#### Goal of the exercise:
The required output is the exact run of lines below that opens at the line with "Locate every instance of the tree" and closes at the line with "Locate every instance of the braided".

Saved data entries
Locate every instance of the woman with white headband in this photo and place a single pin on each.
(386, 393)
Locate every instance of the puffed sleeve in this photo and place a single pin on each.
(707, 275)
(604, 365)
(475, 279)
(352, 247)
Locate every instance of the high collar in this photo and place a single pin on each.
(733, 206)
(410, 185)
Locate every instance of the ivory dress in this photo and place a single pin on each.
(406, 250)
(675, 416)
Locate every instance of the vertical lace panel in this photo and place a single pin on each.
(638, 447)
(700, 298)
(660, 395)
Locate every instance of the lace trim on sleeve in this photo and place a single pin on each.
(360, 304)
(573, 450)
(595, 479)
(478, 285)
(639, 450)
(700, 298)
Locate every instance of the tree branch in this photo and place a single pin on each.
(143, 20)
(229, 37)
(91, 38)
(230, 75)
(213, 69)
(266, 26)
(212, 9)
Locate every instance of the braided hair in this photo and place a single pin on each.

--

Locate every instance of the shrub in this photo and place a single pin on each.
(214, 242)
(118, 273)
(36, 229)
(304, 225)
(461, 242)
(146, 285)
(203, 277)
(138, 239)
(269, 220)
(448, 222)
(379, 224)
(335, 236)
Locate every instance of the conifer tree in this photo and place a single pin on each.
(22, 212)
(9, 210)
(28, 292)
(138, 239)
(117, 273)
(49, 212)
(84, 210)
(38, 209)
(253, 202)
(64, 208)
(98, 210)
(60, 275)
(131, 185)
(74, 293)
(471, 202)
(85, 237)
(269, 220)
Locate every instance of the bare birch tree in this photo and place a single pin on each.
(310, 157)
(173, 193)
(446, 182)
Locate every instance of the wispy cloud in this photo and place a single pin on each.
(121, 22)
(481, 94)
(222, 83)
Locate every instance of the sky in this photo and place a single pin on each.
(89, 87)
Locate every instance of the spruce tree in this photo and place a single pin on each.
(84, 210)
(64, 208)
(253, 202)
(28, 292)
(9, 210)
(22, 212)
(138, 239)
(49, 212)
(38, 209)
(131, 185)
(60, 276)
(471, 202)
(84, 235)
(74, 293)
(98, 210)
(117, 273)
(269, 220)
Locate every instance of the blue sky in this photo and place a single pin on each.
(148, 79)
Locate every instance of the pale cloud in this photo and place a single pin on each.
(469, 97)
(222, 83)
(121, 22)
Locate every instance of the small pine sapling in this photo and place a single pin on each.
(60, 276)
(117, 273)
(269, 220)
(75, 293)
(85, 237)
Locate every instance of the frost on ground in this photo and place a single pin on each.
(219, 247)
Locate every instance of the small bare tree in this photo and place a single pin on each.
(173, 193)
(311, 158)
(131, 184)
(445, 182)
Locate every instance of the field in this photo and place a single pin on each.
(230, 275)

#### Answer box:
Locate every instance of the tree branch in this photo and place a single pin on each.
(143, 20)
(229, 37)
(91, 38)
(230, 75)
(213, 69)
(266, 26)
(212, 9)
Locate every instance of the braided hair in this photo and place a single pin on each.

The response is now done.